## TASK PROMPT
Copy each of the following records character for character, with nothing changed.
(DATA SHOWN begins)
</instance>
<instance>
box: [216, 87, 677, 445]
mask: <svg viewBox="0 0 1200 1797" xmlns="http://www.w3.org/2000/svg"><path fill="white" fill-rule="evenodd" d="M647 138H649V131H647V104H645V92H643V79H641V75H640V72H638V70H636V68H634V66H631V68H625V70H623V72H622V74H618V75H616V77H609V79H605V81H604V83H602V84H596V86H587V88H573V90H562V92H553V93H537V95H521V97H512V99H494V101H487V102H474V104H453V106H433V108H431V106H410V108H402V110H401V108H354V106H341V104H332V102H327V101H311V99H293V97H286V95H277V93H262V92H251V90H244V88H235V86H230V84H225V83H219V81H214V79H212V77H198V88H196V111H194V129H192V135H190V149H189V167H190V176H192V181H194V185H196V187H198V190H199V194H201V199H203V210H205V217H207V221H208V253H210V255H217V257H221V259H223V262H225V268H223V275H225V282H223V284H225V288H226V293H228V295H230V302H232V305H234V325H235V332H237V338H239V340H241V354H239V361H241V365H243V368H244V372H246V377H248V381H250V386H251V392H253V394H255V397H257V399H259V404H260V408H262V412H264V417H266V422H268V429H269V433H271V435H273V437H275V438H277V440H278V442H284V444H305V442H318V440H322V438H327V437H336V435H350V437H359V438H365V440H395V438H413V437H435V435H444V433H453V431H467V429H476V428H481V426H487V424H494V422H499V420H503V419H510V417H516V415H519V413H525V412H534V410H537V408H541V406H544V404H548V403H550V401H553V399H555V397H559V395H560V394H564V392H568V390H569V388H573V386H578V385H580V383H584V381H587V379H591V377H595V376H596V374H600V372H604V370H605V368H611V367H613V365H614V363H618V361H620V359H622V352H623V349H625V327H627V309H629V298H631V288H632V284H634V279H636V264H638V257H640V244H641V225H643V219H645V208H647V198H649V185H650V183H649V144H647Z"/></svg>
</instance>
(DATA SHOWN ends)
## RESULT OF THIS TASK
</instance>
<instance>
box: [216, 87, 677, 445]
mask: <svg viewBox="0 0 1200 1797" xmlns="http://www.w3.org/2000/svg"><path fill="white" fill-rule="evenodd" d="M647 138H649V131H647V104H645V92H643V79H641V75H640V72H638V70H636V68H634V66H631V68H625V70H623V72H622V74H618V75H616V77H609V79H605V81H604V83H602V84H596V86H587V88H573V90H562V92H553V93H537V95H521V97H512V99H494V101H487V102H474V104H453V106H433V108H431V106H410V108H402V110H401V108H354V106H341V104H332V102H327V101H311V99H293V97H286V95H277V93H262V92H251V90H244V88H235V86H230V84H225V83H219V81H214V79H212V77H198V88H196V111H194V129H192V135H190V149H189V167H190V176H192V181H194V185H196V187H198V190H199V194H201V199H203V210H205V217H207V221H208V253H210V255H217V257H221V259H223V262H225V268H223V275H225V282H223V284H225V288H226V293H228V295H230V302H232V305H234V325H235V332H237V338H239V340H241V354H239V361H241V365H243V368H244V372H246V377H248V381H250V386H251V392H253V394H255V397H257V399H259V404H260V408H262V412H264V417H266V422H268V429H269V433H271V435H273V437H275V438H277V440H278V442H284V444H305V442H318V440H322V438H327V437H336V435H350V437H359V438H365V440H395V438H413V437H435V435H444V433H453V431H467V429H476V428H481V426H487V424H494V422H499V420H503V419H510V417H516V415H519V413H525V412H534V410H537V408H541V406H544V404H548V403H550V401H553V399H555V397H559V395H560V394H564V392H568V390H569V388H573V386H578V385H580V383H584V381H587V379H591V377H595V376H596V374H600V372H604V370H605V368H611V367H613V365H614V363H618V361H620V359H622V352H623V349H625V327H627V309H629V298H631V288H632V284H634V279H636V264H638V257H640V244H641V225H643V219H645V208H647V198H649V185H650V183H649V144H647Z"/></svg>
</instance>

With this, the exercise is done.